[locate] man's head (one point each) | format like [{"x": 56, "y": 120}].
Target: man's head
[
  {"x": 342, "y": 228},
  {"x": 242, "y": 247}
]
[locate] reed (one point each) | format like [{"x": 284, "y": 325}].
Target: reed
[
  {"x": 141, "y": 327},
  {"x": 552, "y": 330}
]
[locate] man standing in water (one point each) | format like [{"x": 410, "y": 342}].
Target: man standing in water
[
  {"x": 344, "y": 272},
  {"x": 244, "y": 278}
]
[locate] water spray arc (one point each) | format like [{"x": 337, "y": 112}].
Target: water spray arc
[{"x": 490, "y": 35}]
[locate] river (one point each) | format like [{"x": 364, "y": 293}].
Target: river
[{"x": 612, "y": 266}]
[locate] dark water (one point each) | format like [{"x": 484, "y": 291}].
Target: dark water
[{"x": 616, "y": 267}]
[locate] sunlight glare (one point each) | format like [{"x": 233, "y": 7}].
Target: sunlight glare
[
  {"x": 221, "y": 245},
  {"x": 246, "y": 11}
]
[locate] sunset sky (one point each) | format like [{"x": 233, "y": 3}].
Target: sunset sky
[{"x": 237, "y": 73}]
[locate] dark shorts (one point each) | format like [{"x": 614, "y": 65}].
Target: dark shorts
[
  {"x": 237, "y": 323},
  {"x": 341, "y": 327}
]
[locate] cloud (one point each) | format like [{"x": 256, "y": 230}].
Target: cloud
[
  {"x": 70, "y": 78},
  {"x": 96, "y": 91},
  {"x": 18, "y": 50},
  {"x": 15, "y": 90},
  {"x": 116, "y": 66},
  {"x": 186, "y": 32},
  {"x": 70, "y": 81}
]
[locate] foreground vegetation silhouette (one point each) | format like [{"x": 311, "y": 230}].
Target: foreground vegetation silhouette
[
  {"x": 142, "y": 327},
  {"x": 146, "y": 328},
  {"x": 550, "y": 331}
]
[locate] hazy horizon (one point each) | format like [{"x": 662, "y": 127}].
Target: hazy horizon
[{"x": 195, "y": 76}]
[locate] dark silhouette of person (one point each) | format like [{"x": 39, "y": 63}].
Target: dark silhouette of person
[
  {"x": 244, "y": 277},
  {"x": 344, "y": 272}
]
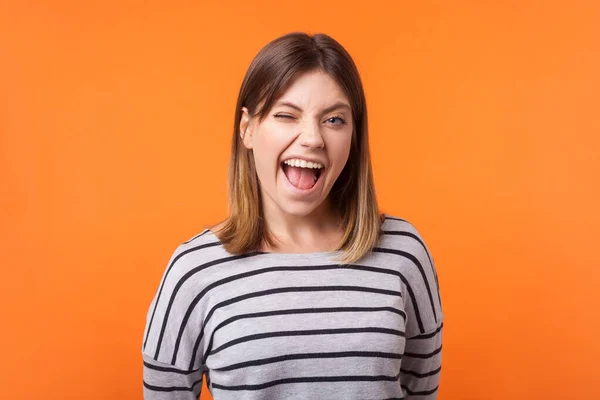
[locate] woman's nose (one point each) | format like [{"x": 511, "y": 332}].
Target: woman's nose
[{"x": 310, "y": 136}]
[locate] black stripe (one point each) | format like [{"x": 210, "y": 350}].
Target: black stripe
[
  {"x": 428, "y": 335},
  {"x": 308, "y": 379},
  {"x": 212, "y": 244},
  {"x": 421, "y": 270},
  {"x": 281, "y": 290},
  {"x": 427, "y": 355},
  {"x": 171, "y": 388},
  {"x": 178, "y": 286},
  {"x": 305, "y": 333},
  {"x": 169, "y": 369},
  {"x": 419, "y": 374},
  {"x": 418, "y": 239},
  {"x": 305, "y": 356},
  {"x": 301, "y": 311},
  {"x": 421, "y": 393}
]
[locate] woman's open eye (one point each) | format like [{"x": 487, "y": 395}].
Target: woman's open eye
[{"x": 283, "y": 116}]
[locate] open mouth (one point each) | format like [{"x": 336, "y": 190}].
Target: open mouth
[{"x": 303, "y": 179}]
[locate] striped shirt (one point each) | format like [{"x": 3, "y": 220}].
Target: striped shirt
[{"x": 296, "y": 326}]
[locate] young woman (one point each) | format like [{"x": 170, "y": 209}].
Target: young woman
[{"x": 305, "y": 291}]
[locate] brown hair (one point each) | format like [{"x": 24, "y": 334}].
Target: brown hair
[{"x": 353, "y": 193}]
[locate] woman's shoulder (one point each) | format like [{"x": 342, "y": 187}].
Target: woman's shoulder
[{"x": 401, "y": 234}]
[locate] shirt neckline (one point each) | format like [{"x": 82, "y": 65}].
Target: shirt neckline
[{"x": 313, "y": 254}]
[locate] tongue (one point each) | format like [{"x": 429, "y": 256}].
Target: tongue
[{"x": 302, "y": 178}]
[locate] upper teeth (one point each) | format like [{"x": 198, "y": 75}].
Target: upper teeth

## Work instructions
In the entries above, find each line that includes the string "upper" and copy it.

## Expected answer
[locate] upper teeth (one point each) | format like [{"x": 198, "y": 75}].
Target: upper teeth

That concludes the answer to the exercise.